Thinking outside of the box and thinking creatively stretches our brains in extraordinary ways; it promotes creative problem solving, allows us to put ourselves in someone else’s shoes for a moment, and can help us view a situation from several different angles. By thinking into fictitious scenarios, we learn something about ourselves along the way – those things that make us tick, our strengths, or our weaknesses.

For years, I’ve collected interesting writing prompts whenever I’ve come across them; it’s going down the proverbial rabbit hole to follow leads on the internet, but because I’ve collected them willy-nilly, I can’t tell you exactly where they originated – it’s a common problem with online research, and as often as I can, I try to give proper credit to images that I use if they’re not my own; the people out there who offer their creative perspectives, photography talents, or Photoshop skills deserve credit where credit’s due. But it’s one reason that I don’t often share such prompts here, for those of you following who are also writers. Another reason is that there are enough sites out there stuffed to the gills with prompts. What I would like to do today is share an exercise in imagination.

Albert Einstein quotes run rampant on the internet; without a reference book to know what he actually said, I feel that many of them fall into this category:

Having said that, sometimes you can gather the essence of what he probably said by reading “diagonally” through the supposed quotes, and one such sentiment is that Einstein said something like, “Imagination is more important that knowledge; knowledge is limited to all we know and understand, while imagination embraces the entire world.” Mark Twain once wrote*, “You can’t depend on your eyes when your imagination is out of focus.” [* Excerpt from his Complete Works] (By the by, if you’d like more Mark Twain wit, I wrote an article about his views on Switzerland, and the German language – just click here.)

So here’s something to exercise your imagination with:

You have the choice between flight and invisibility; which do you choose and why? What will you do with this superpower?

I’d love to hear your answers in the comments below!

13 Comments

Filed under Articles, Humor, Images, Musings, Quotes, Research, Writing Exercise, Writing Prompt

13 responses to “Imagination is a Superpower

  1. Imagination is the font of all knowledge.

▶ _Dataset rows_
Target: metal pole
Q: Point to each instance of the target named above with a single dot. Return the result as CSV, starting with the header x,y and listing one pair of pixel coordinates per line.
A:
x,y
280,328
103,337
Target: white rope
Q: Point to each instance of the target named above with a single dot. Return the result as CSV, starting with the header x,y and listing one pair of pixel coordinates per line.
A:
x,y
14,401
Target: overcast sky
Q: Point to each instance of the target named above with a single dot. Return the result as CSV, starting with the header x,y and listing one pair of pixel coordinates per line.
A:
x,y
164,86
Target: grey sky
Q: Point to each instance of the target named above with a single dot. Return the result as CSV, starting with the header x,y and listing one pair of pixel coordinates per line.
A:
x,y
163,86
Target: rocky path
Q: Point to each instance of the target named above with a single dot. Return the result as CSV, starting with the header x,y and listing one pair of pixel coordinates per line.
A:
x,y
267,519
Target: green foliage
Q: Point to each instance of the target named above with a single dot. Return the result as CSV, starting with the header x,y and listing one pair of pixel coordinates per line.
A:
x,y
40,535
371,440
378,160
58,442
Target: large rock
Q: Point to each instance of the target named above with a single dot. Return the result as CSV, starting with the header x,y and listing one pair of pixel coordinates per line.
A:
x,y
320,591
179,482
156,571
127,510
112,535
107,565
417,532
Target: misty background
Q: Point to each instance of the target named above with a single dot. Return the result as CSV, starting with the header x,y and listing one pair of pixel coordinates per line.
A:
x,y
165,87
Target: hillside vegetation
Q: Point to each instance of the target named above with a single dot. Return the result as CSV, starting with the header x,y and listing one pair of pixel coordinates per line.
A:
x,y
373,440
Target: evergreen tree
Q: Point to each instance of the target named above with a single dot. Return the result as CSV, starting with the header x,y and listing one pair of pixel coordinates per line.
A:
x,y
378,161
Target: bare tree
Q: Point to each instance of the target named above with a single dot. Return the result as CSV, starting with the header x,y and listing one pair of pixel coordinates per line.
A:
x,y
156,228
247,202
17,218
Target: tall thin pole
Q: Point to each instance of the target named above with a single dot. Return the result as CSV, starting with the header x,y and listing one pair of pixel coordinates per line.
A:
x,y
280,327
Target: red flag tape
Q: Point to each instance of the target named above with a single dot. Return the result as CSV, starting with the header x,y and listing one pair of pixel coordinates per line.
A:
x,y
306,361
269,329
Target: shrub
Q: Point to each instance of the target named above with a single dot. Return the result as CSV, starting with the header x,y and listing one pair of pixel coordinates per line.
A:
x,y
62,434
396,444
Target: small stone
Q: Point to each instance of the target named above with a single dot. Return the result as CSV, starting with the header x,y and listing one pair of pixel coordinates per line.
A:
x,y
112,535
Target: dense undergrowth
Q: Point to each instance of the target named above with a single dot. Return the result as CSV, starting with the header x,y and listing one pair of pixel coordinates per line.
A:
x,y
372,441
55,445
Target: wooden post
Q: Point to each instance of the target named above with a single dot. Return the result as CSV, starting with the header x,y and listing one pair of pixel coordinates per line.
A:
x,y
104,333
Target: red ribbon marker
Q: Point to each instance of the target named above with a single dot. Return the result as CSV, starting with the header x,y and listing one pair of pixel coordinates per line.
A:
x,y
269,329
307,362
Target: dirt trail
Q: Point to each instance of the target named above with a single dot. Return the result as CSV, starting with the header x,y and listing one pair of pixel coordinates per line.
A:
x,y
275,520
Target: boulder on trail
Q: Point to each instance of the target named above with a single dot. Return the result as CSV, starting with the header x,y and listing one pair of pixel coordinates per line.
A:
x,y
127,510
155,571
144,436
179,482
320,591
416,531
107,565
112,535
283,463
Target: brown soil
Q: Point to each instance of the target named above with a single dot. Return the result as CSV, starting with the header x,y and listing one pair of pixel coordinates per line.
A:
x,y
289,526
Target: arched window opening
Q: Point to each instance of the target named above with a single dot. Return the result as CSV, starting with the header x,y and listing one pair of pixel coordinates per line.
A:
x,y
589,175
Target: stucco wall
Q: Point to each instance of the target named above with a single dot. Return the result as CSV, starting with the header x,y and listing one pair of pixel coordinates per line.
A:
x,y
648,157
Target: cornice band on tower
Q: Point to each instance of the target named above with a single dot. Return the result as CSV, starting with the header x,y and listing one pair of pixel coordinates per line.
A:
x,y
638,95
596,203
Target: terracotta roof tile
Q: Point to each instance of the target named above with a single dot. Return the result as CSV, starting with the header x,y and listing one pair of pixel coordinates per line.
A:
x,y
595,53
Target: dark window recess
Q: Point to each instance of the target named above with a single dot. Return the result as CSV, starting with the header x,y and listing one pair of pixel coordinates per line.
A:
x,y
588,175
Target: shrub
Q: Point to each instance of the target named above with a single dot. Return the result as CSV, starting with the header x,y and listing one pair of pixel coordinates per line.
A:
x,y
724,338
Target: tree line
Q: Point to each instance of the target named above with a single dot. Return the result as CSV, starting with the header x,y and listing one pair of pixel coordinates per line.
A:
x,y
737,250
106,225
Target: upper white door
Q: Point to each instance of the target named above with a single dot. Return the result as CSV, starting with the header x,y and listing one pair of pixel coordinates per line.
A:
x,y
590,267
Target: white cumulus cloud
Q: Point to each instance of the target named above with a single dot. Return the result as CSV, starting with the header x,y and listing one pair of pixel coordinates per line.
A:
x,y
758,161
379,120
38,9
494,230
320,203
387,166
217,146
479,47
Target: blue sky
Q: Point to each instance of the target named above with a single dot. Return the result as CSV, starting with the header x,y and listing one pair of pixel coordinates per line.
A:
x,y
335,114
...
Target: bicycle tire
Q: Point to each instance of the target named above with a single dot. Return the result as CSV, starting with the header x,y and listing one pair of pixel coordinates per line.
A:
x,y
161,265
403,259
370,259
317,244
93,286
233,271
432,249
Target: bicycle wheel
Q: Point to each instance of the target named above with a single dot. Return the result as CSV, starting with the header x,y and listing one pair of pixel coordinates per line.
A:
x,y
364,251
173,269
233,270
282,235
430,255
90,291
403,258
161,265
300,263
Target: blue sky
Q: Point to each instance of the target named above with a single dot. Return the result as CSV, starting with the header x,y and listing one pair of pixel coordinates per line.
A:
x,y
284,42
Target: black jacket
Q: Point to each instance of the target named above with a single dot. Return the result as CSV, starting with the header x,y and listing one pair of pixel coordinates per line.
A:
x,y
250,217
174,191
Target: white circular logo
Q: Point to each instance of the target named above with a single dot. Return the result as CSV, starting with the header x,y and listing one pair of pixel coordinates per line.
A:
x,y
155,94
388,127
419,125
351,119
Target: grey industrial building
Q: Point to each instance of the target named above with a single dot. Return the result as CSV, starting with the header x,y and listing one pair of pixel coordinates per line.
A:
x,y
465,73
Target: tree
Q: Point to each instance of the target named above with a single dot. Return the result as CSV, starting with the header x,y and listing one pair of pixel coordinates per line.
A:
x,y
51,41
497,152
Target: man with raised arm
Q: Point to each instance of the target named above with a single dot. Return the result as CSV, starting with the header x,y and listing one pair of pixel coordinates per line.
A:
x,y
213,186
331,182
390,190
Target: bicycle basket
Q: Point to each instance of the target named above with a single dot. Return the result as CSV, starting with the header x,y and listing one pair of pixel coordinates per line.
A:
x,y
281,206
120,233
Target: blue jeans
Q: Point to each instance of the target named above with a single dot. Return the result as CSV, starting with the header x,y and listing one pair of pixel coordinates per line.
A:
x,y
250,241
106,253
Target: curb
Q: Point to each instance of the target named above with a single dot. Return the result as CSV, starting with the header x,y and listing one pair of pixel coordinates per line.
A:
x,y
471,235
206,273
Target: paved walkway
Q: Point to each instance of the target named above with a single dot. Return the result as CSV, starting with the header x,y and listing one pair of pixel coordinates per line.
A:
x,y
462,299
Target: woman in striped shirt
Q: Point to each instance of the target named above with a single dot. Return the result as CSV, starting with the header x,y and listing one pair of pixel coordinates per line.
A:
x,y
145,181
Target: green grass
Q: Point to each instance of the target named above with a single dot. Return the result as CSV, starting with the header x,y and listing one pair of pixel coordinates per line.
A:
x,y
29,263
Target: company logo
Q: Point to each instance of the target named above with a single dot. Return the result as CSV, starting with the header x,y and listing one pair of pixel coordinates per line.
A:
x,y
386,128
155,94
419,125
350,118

▶ _Required task 1_
In the blog post about imagination as a superpower, who is credited with writing "You can't depend on your eyes when your imagination is out of focus"?
▶ _Required task 2_
Pick up the blog post about imagination as a superpower where it stops and write the next part.

▶ _Task response 1_
Mark Twain

▶ _Task response 2_
  2. That could be a dangerous sentiment in the hands of those who choose to remain ignorant out of principle… 😉

  3. I jumped to the conclusion that my choice was to escape a bad situation by fleeing or by becoming invisible. I chose to be invisible, because I haven’t run in 40 years. I wanted to stay in the situation to see what happened. Thinking further, being invisible would still have been dangerous, because others would hear me bumbling about when they couldn’t see me. That’s when I reread your question.

    I have always wanted to fly on my own. Watching the gulls swoop about on former morning walks filled me with a great longing to soar. If I could fly, I would use it for pure pleasure to get a bird’s eye view of our mountains. I wouldn’t have the stamina to fly to NJ or to Denmark to see my daughters. Oh, and I wouldn’t poop on the mountains or the people below. My head was the target of a starling in the city of Ely in England 40 years ago.

    I would not want to be invisible, because I’d find out what people say about me behind my back. I’m better off without that knowledge.

    Would you choose to fly or be invisible?

  4. Flying sounds like it would be windy and cold, but then invisibility may involve nakedness, since I suspect the power would not extend to my clothing. Also cold. Oh no. Maybe I’m a realist, too.

  5. Anne, I would certainly choose to fly – I love the night, so I could fly without being seen – the best of both, I guess. 😉 I’d build my stamina to fly longer and longer distances – no border controls, no customs, no waiting in airports!

  6. Sarah, what if you could make everything you touch invisible with you – that only you could see in that between-world?

  7. Now I’m picturing an unfortunate King Midas scenario, which would make for an interesting twist on the story. Maybe I better stick to flight. I’ll wear a coat.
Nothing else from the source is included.